* Aim of the exercise:
Please write out again the lines of the records, starting at the line that contains "Practice. Find the grassy" and ending at the last line of the records, with both ends included.

** START **

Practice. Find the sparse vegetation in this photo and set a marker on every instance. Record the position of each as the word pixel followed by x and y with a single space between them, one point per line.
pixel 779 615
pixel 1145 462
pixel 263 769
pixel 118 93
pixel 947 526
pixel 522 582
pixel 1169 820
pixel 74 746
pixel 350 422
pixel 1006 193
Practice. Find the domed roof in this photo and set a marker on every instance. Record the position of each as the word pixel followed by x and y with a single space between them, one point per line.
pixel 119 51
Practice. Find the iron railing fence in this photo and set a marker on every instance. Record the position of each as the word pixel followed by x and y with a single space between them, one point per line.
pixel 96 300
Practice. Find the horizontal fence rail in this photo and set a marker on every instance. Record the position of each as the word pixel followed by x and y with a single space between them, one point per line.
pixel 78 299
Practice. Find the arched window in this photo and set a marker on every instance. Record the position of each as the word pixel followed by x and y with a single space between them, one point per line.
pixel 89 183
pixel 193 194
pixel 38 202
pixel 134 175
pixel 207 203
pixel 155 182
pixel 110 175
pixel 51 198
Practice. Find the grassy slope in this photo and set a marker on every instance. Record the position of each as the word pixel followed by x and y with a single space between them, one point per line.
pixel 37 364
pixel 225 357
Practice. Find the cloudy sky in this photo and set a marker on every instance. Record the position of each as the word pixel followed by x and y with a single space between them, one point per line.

** END **

* Solution for this exercise:
Practice. Find the grassy slope in this photo and set a marker on every instance. Record the position of each as the word pixel followed by x and y with a single space between them, one point per line.
pixel 37 364
pixel 225 357
Practice. Find the cloudy sky in this photo and set a marker on every instance. Record the position of each as the word pixel followed by x and y with a single space between them, one point per line.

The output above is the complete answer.